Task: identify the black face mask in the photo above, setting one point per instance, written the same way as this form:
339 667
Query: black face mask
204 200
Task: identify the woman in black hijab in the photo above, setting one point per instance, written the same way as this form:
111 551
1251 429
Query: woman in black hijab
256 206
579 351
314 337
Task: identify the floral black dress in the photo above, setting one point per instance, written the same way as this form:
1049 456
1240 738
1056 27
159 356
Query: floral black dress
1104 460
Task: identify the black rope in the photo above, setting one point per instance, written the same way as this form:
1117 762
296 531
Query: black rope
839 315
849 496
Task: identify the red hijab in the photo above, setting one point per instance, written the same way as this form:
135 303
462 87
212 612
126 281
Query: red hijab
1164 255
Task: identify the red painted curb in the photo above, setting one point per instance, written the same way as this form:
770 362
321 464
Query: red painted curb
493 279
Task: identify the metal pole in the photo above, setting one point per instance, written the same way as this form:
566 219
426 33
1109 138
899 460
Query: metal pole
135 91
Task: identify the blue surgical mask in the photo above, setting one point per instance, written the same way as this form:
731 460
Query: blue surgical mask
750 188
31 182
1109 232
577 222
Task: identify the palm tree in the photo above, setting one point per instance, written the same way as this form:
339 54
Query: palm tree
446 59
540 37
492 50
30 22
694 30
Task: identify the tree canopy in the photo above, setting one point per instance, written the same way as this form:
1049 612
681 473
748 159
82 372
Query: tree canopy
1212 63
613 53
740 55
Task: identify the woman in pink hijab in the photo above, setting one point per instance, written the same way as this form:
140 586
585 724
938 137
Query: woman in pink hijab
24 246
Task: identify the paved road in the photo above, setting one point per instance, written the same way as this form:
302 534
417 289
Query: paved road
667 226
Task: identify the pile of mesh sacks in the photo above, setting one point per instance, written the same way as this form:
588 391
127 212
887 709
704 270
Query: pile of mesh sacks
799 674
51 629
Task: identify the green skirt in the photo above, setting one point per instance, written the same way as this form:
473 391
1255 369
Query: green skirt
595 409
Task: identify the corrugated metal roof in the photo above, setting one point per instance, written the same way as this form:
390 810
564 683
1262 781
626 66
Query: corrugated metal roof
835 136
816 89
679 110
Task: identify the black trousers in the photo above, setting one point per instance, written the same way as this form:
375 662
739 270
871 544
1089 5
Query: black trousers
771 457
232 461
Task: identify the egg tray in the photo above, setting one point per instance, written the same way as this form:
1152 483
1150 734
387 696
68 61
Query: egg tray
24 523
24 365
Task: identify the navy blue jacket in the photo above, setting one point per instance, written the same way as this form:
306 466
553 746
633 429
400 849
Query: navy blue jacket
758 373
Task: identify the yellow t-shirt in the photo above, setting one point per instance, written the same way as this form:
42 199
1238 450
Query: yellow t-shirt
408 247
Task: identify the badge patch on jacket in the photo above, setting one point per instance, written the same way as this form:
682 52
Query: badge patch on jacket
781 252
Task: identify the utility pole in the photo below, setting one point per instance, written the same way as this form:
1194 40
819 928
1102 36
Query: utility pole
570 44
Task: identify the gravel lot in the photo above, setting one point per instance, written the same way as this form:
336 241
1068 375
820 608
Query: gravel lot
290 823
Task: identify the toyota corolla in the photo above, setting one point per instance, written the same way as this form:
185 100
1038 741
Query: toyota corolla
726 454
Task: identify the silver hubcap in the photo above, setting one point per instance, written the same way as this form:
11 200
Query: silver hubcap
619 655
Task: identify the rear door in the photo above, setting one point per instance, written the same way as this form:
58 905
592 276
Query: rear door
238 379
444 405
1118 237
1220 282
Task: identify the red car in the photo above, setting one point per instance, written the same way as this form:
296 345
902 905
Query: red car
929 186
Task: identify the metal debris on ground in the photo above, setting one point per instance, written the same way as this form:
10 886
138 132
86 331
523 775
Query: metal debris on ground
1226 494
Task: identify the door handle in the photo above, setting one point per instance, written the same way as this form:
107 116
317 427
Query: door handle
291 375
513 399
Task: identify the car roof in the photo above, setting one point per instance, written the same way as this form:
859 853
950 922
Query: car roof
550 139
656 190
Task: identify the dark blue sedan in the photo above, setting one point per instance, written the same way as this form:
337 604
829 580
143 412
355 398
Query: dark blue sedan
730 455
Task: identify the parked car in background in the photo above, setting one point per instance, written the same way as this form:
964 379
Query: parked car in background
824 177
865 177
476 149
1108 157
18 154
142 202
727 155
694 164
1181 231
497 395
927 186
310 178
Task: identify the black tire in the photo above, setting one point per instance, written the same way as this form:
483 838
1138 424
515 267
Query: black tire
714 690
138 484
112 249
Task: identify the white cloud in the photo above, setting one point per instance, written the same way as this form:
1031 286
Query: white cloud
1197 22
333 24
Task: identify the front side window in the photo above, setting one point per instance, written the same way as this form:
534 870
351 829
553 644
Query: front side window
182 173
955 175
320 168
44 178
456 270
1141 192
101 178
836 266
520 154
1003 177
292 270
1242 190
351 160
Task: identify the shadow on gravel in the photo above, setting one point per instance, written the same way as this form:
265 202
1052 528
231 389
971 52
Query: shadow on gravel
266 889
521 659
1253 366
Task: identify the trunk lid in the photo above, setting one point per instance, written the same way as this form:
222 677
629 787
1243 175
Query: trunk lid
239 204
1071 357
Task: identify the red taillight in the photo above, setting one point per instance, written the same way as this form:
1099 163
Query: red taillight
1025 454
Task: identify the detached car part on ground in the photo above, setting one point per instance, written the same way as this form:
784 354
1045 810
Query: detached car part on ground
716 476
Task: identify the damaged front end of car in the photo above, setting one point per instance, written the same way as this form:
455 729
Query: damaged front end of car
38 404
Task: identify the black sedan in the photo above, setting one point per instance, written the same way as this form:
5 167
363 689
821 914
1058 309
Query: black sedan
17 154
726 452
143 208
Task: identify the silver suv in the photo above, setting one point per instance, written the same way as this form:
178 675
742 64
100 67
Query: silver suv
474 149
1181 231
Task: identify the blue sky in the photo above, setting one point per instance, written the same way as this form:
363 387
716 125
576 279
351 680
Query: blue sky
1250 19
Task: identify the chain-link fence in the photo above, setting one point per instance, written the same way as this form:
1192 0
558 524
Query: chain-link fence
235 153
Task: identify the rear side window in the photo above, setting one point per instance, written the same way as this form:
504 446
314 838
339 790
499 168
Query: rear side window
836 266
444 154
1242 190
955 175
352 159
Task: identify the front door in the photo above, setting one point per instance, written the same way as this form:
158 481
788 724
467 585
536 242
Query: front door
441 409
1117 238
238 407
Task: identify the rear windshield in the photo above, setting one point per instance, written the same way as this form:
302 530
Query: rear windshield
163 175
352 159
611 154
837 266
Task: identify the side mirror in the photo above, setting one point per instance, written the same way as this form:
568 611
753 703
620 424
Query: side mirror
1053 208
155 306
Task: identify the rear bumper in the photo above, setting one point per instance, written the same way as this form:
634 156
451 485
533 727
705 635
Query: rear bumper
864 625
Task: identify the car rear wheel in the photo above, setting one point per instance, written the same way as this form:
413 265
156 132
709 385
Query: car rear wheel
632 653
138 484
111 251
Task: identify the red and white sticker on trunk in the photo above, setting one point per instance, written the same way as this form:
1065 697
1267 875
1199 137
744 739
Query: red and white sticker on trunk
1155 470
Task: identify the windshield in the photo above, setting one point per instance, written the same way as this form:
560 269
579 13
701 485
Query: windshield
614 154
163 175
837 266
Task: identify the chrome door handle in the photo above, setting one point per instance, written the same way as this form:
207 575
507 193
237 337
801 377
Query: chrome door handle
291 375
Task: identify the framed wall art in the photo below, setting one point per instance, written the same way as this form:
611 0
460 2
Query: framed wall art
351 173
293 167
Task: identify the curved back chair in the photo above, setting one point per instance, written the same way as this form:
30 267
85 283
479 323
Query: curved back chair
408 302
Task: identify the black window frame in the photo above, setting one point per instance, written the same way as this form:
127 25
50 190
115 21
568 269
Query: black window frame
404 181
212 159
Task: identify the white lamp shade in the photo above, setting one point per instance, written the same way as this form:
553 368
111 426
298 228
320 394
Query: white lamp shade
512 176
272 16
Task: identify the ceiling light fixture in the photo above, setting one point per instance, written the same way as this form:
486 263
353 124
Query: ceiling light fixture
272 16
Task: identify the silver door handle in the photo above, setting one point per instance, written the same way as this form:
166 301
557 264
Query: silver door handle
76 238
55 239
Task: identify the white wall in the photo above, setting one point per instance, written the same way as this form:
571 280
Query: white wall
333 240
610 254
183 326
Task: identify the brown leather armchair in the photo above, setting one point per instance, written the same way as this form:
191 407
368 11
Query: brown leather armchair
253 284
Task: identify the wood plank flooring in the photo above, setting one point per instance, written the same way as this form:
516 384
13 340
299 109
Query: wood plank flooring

........

** Stated exercise **
Everything from the line containing "Task: identify the red and" to the last line of the entries above should be quoted exactly, and only that.

** Exercise result **
Task: identify the red and white sticker on trunk in the photo above, setting one point per instance, written the same way as this form:
1065 697
1267 875
1199 137
744 739
Query: red and white sticker on trunk
1155 470
Task: identify the windshield in the photo above, setting one point per instance, written the same way as this form:
560 269
579 13
701 485
Query: windshield
614 154
163 175
837 266
Task: identify the chrome door handle in the photo above, setting one point per instance, written the same way as this form:
207 575
507 193
237 337
801 377
Query: chrome door handle
291 375
Task: identify the framed wall art in the photo below, setting one point per instance, written the same way as this form:
611 0
460 2
Query: framed wall art
351 173
293 167
Task: identify the curved back chair in the photo above, setting one point per instance, written the same way as this form:
30 267
85 283
479 323
Query: curved back chair
408 302
Task: identify the black window frame in the photo above, setting one point per instance, written the same way as this form:
127 25
50 190
115 21
568 269
Query: black window frame
404 181
212 159
Task: identify the white lamp shade in the photo above, setting one point per instance, written the same way as this form:
553 368
111 426
298 228
320 394
Query: white lamp shade
512 176
272 16
Task: identify the ceiling light fixture in the photo above, setting one point per instance, written the same way as this form:
486 263
353 124
Query: ceiling light fixture
272 16
Task: identify the silver door handle in the photo above, setting one point per instance, written the same way as this form:
166 301
557 264
Query: silver door handle
76 238
55 239
Task: identify the white wall in the photo above, setting one point per instance, written the same way as this form:
571 280
Query: white wall
333 240
610 254
183 326
Task: identify the brown leather armchair in the photo above, setting one point per instance, written the same way as this form:
191 407
368 11
Query: brown leather armchair
253 284
Task: identify the wood plank flooring in the photo above, setting one point per instance, written the same way as this form:
516 384
13 340
299 109
Query: wood plank flooring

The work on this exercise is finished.